Excerpts from segmentation data:

= = = = =

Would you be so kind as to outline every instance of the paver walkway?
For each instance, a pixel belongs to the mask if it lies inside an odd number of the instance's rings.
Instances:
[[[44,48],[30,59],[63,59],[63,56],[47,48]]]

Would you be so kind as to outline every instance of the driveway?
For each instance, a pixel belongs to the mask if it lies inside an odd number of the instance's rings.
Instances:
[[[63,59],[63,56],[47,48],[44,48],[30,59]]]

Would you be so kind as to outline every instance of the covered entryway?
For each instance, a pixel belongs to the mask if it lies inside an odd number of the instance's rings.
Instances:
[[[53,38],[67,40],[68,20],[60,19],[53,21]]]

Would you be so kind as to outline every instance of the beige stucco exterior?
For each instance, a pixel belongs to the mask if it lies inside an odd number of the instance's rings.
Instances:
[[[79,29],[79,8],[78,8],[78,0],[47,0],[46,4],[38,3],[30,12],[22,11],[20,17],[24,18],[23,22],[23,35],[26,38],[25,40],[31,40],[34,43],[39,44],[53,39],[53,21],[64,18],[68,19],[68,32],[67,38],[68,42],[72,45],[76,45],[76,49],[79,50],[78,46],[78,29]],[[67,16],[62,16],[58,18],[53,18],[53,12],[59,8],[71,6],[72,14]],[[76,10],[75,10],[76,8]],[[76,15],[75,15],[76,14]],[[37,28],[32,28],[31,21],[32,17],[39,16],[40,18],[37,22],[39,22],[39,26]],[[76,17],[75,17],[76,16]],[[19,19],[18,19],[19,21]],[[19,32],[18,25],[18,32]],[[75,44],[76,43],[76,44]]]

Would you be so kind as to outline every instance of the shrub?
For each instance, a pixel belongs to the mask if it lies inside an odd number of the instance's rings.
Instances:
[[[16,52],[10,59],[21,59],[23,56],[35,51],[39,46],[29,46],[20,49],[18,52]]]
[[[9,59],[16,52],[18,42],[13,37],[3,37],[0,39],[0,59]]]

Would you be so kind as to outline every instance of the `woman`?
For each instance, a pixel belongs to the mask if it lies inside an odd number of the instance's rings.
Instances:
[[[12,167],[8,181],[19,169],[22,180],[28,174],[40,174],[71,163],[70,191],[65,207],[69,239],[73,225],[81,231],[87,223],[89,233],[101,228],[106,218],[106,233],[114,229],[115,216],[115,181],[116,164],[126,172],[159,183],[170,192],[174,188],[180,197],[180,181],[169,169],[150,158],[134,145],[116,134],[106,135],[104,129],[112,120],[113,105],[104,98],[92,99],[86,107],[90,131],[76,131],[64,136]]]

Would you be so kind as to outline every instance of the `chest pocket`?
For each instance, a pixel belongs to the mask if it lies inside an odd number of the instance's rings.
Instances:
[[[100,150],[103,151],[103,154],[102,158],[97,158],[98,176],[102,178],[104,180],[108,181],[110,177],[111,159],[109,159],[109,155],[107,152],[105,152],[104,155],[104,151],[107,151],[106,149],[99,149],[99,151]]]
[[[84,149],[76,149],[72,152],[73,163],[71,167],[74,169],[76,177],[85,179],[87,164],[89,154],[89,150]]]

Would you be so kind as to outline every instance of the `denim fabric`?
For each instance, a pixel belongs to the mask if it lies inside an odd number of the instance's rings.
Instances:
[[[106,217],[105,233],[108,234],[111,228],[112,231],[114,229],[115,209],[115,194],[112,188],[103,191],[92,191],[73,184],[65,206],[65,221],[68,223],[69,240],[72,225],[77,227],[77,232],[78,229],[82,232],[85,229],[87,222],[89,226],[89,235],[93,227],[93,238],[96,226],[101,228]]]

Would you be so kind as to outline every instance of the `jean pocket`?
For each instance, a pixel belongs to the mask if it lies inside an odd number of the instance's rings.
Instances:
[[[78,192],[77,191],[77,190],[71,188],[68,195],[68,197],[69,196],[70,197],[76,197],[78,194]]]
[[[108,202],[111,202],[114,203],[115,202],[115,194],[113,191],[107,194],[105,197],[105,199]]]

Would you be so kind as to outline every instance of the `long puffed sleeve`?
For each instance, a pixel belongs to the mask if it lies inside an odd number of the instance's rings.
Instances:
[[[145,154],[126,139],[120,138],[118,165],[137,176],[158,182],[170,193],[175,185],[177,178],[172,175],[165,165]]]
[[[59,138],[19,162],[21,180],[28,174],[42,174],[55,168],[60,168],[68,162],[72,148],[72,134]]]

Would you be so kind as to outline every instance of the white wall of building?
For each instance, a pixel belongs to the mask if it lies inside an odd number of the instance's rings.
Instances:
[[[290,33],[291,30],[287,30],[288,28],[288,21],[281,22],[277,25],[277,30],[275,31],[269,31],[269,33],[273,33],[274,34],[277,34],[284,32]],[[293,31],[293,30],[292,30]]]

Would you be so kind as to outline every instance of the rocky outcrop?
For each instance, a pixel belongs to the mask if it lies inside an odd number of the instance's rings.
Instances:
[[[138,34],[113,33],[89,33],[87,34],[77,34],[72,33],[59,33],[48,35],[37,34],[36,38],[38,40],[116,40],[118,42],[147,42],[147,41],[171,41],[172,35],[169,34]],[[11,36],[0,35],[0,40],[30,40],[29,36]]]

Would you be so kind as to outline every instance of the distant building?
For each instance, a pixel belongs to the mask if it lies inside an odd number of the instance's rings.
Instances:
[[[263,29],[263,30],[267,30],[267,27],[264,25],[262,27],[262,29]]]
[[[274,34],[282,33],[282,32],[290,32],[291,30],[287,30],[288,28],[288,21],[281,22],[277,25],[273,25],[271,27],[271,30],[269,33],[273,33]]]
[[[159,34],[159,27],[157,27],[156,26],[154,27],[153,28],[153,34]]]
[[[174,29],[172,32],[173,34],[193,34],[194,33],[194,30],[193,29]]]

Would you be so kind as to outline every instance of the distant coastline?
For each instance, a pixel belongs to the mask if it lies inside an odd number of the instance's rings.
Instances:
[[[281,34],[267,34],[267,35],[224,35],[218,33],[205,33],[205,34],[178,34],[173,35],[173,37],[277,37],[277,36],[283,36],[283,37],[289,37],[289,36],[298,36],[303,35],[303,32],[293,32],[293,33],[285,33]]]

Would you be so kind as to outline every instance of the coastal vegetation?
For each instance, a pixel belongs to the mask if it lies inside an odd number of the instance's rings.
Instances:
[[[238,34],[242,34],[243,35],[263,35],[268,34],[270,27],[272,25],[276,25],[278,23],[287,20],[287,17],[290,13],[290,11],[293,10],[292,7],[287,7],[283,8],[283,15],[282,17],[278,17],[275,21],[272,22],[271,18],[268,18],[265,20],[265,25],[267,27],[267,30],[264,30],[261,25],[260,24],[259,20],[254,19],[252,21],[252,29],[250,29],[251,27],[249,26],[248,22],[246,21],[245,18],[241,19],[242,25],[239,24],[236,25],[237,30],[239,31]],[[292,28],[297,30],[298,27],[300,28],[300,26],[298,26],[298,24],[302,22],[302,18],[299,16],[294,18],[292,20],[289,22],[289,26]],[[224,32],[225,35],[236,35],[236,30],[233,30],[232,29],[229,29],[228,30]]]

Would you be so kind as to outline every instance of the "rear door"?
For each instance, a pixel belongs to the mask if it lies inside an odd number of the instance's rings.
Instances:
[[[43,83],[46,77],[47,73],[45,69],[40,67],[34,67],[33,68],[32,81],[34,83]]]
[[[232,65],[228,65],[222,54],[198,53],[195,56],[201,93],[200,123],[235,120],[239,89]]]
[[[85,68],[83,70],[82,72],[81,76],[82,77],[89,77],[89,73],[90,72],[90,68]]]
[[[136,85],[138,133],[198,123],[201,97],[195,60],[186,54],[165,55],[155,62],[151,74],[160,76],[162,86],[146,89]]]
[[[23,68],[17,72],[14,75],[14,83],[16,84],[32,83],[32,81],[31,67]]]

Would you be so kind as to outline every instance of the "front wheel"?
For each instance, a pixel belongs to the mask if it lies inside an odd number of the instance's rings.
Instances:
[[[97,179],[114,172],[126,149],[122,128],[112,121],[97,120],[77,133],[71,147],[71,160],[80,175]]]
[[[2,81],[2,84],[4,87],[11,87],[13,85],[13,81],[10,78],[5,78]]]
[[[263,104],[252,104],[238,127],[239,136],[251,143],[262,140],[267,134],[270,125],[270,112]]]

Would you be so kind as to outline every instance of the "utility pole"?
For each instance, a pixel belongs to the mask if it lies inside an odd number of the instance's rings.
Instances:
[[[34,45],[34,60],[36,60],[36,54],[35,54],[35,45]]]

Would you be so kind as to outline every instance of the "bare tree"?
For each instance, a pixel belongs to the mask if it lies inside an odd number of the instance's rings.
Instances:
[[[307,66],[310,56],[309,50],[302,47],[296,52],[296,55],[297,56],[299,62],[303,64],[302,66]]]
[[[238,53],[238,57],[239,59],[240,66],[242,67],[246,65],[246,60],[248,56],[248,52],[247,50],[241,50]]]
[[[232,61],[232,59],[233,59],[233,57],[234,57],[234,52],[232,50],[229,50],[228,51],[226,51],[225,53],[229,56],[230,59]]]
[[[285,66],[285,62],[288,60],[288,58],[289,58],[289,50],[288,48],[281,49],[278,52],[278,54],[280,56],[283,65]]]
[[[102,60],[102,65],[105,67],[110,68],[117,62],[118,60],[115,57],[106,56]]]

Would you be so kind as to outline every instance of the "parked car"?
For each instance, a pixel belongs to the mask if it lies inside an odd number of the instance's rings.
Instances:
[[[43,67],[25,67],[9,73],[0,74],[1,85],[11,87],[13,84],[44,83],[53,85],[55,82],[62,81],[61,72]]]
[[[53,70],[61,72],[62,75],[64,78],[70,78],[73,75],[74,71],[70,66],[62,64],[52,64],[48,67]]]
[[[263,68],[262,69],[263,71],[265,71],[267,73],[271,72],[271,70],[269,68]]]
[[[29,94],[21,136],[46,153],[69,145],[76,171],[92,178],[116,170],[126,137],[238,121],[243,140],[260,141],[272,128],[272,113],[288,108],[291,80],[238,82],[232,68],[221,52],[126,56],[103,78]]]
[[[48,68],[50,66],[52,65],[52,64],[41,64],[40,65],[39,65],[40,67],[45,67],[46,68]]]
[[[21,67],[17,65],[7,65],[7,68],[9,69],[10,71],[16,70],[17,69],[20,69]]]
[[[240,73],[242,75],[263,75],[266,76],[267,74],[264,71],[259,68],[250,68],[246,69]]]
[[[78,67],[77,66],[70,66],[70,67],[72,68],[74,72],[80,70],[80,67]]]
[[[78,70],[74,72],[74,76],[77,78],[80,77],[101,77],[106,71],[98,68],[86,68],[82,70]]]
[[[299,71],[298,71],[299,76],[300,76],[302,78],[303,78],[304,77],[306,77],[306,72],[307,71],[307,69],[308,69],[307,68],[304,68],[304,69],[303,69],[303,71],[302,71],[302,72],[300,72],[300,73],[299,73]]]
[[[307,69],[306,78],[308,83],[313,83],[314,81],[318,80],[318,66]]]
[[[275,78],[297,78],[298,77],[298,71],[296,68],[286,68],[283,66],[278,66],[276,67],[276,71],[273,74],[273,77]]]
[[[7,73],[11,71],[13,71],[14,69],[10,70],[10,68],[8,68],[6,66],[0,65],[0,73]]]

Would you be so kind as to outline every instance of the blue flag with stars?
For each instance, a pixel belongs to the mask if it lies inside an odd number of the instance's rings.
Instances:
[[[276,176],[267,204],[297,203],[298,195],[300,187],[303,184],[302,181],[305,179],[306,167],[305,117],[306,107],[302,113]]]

= = = = =

## [REQUEST]
Can you output, word for word, the data from the line with "of the shrub?" to the line with "[[[9,59],[16,52],[18,42],[13,37],[3,37],[0,39],[0,59]]]", including both of those lines?

## [SOLUTION TO THIS TASK]
Would you be so kind as to outline every instance of the shrub?
For each instance, a pixel belongs to the mask if it lies inside an odd number of the instance's rings.
Instances:
[[[16,52],[10,59],[21,59],[23,56],[35,51],[39,46],[29,46],[20,49],[18,52]]]
[[[9,59],[16,52],[18,42],[13,37],[3,37],[0,39],[0,59]]]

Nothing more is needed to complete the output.